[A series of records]

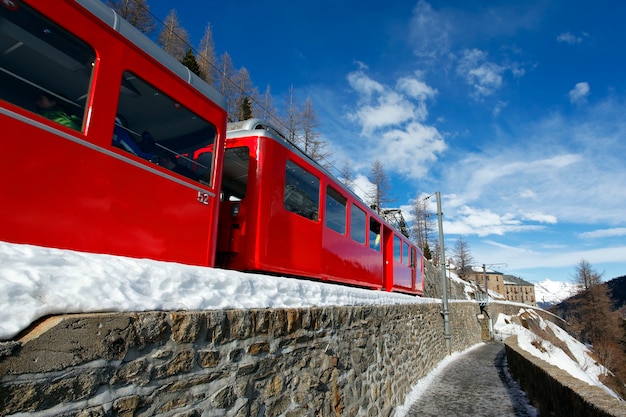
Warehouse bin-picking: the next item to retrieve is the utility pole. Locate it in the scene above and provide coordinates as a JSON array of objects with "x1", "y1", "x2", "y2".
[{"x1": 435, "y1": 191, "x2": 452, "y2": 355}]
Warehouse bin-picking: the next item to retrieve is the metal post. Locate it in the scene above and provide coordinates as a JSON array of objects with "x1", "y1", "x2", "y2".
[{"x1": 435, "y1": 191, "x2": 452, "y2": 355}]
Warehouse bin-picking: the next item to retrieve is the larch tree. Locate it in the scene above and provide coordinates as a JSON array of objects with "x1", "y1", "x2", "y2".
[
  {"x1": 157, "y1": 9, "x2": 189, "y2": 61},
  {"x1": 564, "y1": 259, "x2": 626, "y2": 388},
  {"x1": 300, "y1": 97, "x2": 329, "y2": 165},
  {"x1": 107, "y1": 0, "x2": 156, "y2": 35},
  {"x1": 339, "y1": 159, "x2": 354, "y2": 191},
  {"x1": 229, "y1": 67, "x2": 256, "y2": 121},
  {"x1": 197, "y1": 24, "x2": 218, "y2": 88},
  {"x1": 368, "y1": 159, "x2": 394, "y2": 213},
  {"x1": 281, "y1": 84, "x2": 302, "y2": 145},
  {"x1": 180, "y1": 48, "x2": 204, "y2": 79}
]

▶ **To be done**
Write out every line of the data above again, scaling each coordinate in the answers by 2.6 and rounding it to a whole number, with halves rounded up. Leave the pictures out.

▶ **Exercise response**
Warehouse bin-picking: the next item to retrieve is the utility pole. Locate it in the scene above and provide coordinates as a JSON array of objects with "x1", "y1", "x2", "y2".
[{"x1": 1131, "y1": 497, "x2": 1175, "y2": 923}]
Warehouse bin-picking: the next item to retrieve is the metal post. Locate it in the scene above and provide coordinates as a JSON array of objects with "x1", "y1", "x2", "y2".
[{"x1": 1131, "y1": 497, "x2": 1175, "y2": 923}]
Warehouse bin-picking: the next item to retrieve is the larch tree. Locate it in the scene above and provide coordinates as a JSON array of objects with "x1", "y1", "x2", "y2".
[
  {"x1": 408, "y1": 23, "x2": 491, "y2": 159},
  {"x1": 1466, "y1": 673, "x2": 1628, "y2": 1009},
  {"x1": 780, "y1": 252, "x2": 855, "y2": 429},
  {"x1": 278, "y1": 0, "x2": 406, "y2": 91},
  {"x1": 881, "y1": 413, "x2": 920, "y2": 497},
  {"x1": 595, "y1": 174, "x2": 666, "y2": 315},
  {"x1": 512, "y1": 62, "x2": 567, "y2": 229},
  {"x1": 957, "y1": 413, "x2": 1024, "y2": 554},
  {"x1": 731, "y1": 218, "x2": 785, "y2": 377},
  {"x1": 468, "y1": 125, "x2": 530, "y2": 205}
]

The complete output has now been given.